Goals
[1] Answer yes or no for each statement below about the thread on the missing "ent" field. Back each answer with the deciding words from the thread, quoted exactly.
(a) The suggested code starts CoreNLP with the 'pos' annotator.
(b) The error came up while the poster was training the model.
(c) The reply loads the spaCy model en_core_web_sm.
[2] Pick up the thread on the missing "ent" field after its last line and keep writing it.

+++ Document section +++

Missing "ent" in annotation
SivilTaram opened this issue · comments
Qian commented
Hi Li,
when I want to preprocess some data new for the model, I have encountered an error which warns me about missing the "ent" field. I think there may be a omit in wikisql/annotate.py
, and here is my solution:
def annotate(sentence, lower=True):
global client
if client is None:
client = CoreNLPClient(default_annotators=['ssplit', 'tokenize', 'pos'])
words, gloss, after, ents = [], [], [], []
for s in client.annotate(sentence):
for t in s:
words.append(t.word)
gloss.append(t.originalText)
after.append(t.after)
ents.append(t.pos)
if lower:
words = [w.lower() for w in words]
return {
'gloss': gloss,
'words': words,
'after': after,
'ent': ents
}
Hope it could help others, thanks :-D
Li Dong commented
Hi @SivilTaram ,
Thanks for the code!
import spacy
import codecs
import json
from spacy.tokens import Doc
nlp = spacy.load('en_core_web_lg')

+++ Stored data +++

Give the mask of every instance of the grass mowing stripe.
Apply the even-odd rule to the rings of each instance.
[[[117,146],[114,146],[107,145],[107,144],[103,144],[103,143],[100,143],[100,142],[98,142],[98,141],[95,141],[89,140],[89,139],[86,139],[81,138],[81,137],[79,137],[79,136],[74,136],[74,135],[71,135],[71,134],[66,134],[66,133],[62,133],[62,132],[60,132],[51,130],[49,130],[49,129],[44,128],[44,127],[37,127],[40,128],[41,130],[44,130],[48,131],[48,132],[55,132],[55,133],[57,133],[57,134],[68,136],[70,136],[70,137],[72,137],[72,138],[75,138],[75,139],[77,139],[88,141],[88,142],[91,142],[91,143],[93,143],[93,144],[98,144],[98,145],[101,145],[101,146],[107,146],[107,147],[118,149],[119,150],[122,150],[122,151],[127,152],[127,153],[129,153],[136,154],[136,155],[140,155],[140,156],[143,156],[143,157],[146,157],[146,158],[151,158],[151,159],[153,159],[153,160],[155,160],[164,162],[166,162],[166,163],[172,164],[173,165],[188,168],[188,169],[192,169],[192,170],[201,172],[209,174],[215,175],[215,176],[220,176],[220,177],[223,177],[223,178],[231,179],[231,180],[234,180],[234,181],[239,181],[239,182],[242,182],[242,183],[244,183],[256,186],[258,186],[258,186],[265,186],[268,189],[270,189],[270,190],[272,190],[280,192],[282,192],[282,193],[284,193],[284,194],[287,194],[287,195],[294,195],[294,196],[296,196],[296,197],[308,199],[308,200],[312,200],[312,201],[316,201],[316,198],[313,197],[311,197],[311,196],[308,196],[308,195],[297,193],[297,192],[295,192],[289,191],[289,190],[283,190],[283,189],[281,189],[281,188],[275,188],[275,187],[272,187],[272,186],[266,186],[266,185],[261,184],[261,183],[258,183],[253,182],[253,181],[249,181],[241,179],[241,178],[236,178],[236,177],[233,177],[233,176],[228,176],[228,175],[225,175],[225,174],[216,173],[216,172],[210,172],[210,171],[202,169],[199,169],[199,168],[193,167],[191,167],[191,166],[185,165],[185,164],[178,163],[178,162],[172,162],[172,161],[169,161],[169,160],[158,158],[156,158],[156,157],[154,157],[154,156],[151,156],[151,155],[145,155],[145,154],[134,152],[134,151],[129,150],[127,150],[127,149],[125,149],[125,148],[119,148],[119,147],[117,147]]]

+++

The results
[1]
(a) Yes: "default_annotators=['ssplit', 'tokenize', 'pos']"
(b) No: "when I want to preprocess some data new for the model"
(c) No: "nlp = spacy.load('en_core_web_lg')"

[2]
def anno_main(anno_path):
with codecs.open(anno_path.replace('annotated', 'annotated_ent'), "w", "utf-8") as f_out:
with codecs.open(anno_path, "r", "utf-8") as f_in:
for line in f_in:
js = json.loads(line)
w_list = js['question']['gloss']
ws_list = [it.isspace() for it in js['question']['after']]
doc = Doc(nlp.vocab, words=w_list, spaces=ws_list)
for name, proc in nlp.pipeline:
doc = proc(doc)
js['question']['ent'] = [tk.tag_ for tk in doc]
assert(len(js['question']['ent']) == len(js['question']['words']))
f_out.write(json.dumps(js))
f_out.write('\n')
for split in ('train','dev','test'):
anno_main("data_path/WikiSQL/annotated/{}.jsonl".format(split))